[START EXCERPTED DATA]

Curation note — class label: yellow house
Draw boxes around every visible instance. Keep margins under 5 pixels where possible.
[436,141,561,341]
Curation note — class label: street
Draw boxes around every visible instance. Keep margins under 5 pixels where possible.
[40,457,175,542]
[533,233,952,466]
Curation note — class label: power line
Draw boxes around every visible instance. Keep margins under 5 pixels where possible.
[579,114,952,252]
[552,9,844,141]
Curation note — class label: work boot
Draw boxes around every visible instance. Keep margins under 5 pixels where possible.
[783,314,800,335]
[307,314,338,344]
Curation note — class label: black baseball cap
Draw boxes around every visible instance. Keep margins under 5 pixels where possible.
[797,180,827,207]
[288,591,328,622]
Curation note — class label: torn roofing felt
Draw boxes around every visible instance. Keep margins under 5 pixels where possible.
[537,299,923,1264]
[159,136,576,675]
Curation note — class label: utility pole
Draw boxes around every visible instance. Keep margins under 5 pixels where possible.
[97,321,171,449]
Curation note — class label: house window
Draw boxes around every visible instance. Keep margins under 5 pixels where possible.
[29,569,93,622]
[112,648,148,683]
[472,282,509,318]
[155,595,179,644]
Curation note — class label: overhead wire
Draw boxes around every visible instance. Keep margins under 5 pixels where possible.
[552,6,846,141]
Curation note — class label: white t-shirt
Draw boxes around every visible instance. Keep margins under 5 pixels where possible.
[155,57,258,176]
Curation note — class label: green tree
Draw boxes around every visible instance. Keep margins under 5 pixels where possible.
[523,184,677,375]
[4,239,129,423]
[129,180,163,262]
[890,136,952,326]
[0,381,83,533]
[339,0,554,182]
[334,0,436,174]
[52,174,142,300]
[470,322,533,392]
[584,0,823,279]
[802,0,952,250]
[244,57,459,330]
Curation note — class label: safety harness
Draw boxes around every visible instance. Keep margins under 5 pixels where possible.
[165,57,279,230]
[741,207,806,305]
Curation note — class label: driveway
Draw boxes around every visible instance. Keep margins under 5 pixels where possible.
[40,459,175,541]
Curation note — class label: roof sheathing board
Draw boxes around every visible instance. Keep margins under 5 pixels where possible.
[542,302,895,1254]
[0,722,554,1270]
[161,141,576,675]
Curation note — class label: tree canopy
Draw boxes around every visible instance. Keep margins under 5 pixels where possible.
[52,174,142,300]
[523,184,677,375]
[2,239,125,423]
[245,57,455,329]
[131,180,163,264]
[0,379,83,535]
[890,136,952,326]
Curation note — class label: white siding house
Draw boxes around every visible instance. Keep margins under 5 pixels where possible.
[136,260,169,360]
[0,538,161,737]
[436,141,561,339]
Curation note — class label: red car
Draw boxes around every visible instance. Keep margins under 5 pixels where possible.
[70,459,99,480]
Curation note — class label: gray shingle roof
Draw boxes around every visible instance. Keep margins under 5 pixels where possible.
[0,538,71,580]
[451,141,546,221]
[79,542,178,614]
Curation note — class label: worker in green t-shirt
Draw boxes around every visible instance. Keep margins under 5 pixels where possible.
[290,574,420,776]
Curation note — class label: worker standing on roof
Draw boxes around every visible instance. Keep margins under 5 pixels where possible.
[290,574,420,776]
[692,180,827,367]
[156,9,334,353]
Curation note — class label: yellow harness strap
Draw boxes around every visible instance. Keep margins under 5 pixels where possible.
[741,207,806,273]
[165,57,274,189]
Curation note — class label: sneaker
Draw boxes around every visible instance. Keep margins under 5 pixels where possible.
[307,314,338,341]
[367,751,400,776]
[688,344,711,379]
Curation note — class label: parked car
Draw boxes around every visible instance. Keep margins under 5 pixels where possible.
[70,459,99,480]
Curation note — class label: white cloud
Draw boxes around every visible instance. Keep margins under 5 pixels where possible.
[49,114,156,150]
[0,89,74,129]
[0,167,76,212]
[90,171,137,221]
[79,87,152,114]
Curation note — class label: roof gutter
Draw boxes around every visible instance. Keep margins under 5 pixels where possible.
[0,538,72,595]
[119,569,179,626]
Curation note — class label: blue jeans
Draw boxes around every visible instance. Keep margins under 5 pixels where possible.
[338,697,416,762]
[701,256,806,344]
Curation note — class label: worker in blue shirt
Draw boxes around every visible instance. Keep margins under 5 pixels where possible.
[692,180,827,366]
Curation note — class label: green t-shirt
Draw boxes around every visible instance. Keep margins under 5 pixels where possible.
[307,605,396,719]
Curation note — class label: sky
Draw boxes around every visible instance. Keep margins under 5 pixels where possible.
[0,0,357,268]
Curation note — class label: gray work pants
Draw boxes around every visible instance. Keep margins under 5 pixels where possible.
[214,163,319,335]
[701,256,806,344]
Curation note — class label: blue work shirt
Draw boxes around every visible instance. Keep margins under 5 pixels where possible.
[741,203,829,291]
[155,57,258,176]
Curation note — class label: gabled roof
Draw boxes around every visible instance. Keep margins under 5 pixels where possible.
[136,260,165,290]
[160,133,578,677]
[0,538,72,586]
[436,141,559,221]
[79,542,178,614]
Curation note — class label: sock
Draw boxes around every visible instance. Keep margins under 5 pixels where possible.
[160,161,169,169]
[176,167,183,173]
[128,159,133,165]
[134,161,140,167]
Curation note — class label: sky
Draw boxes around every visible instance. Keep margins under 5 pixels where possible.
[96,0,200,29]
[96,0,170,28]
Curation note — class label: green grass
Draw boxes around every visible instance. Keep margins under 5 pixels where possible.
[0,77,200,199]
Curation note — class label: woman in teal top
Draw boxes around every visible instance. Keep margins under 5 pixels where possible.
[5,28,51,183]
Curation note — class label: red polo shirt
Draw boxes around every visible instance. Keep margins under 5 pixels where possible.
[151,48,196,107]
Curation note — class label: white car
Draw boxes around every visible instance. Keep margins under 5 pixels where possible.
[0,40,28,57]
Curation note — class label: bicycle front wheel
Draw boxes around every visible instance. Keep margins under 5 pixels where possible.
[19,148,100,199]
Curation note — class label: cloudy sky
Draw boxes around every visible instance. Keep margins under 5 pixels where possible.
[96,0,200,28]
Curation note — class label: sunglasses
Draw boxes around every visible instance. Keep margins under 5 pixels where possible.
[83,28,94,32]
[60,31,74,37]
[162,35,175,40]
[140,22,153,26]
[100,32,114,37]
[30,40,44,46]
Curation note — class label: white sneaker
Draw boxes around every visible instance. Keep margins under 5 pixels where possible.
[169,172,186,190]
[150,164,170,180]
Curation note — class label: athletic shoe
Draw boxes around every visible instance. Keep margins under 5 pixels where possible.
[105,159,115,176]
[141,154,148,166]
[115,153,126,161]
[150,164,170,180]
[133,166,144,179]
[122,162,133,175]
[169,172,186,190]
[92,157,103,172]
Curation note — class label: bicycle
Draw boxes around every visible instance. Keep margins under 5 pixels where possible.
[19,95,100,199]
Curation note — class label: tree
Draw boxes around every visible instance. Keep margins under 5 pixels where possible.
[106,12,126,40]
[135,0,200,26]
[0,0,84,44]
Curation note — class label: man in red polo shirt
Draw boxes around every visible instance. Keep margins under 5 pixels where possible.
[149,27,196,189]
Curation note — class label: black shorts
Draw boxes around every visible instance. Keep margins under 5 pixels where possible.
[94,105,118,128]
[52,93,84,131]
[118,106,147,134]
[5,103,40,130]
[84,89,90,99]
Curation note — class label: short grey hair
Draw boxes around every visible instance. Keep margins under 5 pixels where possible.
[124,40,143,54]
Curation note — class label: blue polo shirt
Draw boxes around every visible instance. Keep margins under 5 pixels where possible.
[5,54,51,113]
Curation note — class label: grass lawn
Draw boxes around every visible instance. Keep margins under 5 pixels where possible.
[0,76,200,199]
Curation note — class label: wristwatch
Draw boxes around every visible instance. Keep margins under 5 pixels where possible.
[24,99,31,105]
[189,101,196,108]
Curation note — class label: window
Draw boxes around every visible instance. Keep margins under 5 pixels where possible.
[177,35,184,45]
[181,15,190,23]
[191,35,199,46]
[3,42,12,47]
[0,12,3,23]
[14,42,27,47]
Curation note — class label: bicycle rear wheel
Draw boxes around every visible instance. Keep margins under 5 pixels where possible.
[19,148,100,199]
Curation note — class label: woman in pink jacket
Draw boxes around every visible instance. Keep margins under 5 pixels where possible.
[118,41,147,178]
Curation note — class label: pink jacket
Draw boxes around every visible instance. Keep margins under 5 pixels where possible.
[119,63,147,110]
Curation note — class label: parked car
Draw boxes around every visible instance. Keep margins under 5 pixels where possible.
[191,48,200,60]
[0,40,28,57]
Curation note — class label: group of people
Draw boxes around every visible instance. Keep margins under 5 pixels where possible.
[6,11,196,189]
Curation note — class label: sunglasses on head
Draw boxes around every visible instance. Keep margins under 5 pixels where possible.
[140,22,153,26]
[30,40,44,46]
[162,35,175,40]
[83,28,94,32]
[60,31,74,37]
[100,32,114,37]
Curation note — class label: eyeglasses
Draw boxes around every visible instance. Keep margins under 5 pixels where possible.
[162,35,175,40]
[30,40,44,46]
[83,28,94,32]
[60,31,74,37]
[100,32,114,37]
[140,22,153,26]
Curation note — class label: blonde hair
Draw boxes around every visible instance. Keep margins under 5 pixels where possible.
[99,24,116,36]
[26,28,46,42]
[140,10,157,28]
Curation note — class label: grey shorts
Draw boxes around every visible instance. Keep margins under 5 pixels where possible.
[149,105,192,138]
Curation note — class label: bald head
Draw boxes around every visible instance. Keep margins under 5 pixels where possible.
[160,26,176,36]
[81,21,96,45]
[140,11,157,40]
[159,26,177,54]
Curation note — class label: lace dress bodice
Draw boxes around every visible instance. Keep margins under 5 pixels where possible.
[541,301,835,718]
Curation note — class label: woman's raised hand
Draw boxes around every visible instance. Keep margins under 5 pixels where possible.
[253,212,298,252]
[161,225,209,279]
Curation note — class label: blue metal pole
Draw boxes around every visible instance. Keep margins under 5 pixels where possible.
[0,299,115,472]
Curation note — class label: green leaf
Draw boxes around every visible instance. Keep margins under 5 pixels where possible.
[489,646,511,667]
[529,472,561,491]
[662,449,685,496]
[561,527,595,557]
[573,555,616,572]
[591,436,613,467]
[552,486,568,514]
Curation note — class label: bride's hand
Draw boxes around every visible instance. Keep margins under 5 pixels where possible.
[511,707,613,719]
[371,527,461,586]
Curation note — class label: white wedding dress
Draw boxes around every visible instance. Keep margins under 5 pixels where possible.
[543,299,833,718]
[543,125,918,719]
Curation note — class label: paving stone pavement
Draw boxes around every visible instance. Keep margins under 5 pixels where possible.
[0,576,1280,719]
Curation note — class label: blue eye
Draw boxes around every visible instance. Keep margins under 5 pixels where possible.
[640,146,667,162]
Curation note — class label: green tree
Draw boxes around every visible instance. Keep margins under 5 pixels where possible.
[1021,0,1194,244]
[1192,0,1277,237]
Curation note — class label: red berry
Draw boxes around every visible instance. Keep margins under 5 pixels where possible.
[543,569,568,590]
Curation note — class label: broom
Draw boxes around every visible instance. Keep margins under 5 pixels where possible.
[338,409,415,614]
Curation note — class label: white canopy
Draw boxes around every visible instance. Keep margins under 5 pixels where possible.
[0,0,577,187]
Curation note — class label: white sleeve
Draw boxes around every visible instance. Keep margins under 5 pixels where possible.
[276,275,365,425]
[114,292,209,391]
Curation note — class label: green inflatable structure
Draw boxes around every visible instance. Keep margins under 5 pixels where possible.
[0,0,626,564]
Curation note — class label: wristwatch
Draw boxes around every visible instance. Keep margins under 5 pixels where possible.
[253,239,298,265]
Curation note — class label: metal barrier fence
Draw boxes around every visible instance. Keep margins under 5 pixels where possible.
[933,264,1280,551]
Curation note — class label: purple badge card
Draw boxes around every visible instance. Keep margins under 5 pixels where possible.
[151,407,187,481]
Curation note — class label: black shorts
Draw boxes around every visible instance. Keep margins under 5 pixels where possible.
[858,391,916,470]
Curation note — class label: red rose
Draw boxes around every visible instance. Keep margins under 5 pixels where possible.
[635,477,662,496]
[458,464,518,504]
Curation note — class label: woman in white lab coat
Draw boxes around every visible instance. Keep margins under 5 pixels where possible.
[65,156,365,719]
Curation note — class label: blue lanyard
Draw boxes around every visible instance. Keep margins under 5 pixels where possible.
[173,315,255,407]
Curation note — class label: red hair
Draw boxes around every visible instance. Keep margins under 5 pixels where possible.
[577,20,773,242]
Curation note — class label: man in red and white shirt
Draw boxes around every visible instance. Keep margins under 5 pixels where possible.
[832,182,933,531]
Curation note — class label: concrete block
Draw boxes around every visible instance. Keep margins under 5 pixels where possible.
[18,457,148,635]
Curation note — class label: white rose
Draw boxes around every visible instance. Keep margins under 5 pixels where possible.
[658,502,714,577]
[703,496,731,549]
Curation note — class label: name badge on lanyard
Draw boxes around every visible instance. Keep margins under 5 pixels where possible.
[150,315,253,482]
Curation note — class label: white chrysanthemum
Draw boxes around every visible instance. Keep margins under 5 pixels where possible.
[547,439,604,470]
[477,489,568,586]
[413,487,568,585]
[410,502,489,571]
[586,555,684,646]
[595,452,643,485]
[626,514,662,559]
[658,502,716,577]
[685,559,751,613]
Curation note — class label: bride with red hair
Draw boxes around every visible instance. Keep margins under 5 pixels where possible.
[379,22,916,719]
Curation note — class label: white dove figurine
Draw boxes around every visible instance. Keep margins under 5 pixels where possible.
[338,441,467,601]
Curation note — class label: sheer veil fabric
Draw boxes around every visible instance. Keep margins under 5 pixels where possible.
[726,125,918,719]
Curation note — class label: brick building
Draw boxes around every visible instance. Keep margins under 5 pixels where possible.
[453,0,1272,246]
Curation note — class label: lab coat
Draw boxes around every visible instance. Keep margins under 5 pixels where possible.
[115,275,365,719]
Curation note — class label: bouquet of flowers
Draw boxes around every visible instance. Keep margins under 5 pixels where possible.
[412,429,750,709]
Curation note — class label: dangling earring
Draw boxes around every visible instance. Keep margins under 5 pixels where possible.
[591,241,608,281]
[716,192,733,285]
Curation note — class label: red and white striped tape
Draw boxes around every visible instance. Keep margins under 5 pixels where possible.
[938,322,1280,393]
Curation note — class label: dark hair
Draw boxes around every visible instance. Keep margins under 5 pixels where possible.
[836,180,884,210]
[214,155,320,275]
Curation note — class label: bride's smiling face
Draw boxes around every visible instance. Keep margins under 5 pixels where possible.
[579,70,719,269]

[END EXCERPTED DATA]

Reproduce the lines from the start of the records up to and including the line that contains "[97,321,171,449]", with no changes.

*RESPONSE*
Curation note — class label: yellow house
Draw boxes around every visible instance. Keep margins under 5 pixels where possible.
[436,141,561,341]
Curation note — class label: street
Draw boxes around every visible instance. Keep margins under 5 pixels where possible.
[40,457,175,542]
[533,233,952,466]
Curation note — class label: power line
Draw boxes around every visible instance. Keep margins under 5 pixels where possible.
[579,114,952,252]
[552,9,844,141]
Curation note — class label: work boot
Draw boxes around every visible instance. Keep margins under 5 pixels where possible.
[783,314,800,335]
[307,314,338,344]
Curation note — class label: black baseball cap
Draw boxes around every visible instance. Keep margins under 5 pixels where possible.
[797,180,827,207]
[288,591,328,622]
Curation note — class label: torn roofing felt
Draw boxes around every visible instance. Keep margins under 5 pixels where possible.
[537,299,923,1264]
[159,136,576,675]
Curation note — class label: utility pole
Draw boxes around every visible instance. Keep margins under 5 pixels where possible.
[97,321,171,449]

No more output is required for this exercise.